* _Provided entries_:
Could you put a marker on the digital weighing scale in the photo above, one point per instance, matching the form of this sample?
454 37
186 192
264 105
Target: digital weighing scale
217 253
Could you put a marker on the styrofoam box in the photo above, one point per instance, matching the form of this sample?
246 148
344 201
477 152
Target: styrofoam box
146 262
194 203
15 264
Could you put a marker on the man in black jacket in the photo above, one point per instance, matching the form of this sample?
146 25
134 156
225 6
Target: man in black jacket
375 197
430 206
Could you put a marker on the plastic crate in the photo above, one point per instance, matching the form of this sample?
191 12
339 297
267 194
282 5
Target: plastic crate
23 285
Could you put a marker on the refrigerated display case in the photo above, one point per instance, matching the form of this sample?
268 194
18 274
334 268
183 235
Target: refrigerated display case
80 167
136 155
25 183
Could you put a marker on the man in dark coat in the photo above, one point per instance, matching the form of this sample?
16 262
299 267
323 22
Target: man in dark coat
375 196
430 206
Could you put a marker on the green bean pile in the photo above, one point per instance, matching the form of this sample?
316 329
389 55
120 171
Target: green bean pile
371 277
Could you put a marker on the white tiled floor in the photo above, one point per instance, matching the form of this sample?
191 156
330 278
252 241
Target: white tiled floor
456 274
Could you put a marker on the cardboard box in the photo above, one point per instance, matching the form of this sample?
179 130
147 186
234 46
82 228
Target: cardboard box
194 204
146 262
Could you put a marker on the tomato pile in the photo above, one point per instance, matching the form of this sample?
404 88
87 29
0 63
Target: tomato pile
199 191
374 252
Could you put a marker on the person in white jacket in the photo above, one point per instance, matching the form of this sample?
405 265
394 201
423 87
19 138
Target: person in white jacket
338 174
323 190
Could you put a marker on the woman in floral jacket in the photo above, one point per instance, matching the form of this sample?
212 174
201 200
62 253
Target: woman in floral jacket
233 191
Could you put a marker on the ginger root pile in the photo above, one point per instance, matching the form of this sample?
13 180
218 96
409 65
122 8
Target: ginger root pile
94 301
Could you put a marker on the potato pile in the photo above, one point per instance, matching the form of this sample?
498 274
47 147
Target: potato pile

* _Set exercise_:
Please reproduce every row above word for word, keeping each line in its original order.

* _Solved problem_:
Could you put a marker on the digital weighing scale in the photo above, one point per instance, matching the form of this sample?
454 37
186 192
264 105
Target: digital weighing scale
217 253
Could you put a marker on the styrofoam box in the photo above, one point per instance, matching the form of this sample?
246 148
344 201
477 152
Target: styrofoam box
146 262
194 203
15 264
Could you put a marker on the man in black jacket in the photo above, one point per instance, matching the form of this sample?
146 25
134 156
225 6
Target: man in black jacket
375 197
430 206
Could you put a marker on the plastic crate in the photo above, one point per instance, matching the form of this sample?
191 12
339 297
267 194
282 5
Target: plastic crate
23 285
Could you put a marker on the refrigerated display case in the photo above, one point per instance, matching the form of this sample?
268 194
18 274
334 268
183 235
Target: refrigerated display case
80 167
136 155
25 183
Could you put a marker on the man in dark coat in the photo above, one point per instance, matching the form of this sample?
16 262
299 267
323 22
Target: man in dark coat
375 196
430 206
Could you put a marker on the green bean pile in the photo above, one point per instance, matching the form of this sample?
316 329
389 55
120 171
Target: green bean pile
371 277
Could you put a marker on the white tiled floor in the photo above, one point per instance, matching the form of this sample?
191 156
330 278
252 241
Target: white tiled floor
456 274
Could you put a marker on the cardboard box in the photo above, one point per instance, matching the form of this sample?
179 130
147 186
234 46
82 228
Target: cardboard box
194 204
146 262
Could you put a marker on the tomato pile in the photo above, one point per instance, matching the form of this sample?
404 88
87 29
0 63
Target: tomato pile
199 191
374 252
Could you put a marker on the person in white jacket in the photo above, one point per instance, matching the form of this sample?
405 265
394 201
423 87
19 138
Target: person in white jacket
338 174
323 190
Could you put a marker on the woman in floral jacket in the photo above, one point per instance, matching the form of this sample?
212 174
201 200
62 253
Target: woman in floral jacket
233 191
Could you put a marker on the ginger root pile in the photo above, one point per instance, matching the form of this sample?
13 180
218 96
409 65
122 8
Target: ginger root pile
94 301
Could you put a marker on the potato pile in the photo above, one point per instance, matching the form of this sample?
498 274
47 147
Target: potato pile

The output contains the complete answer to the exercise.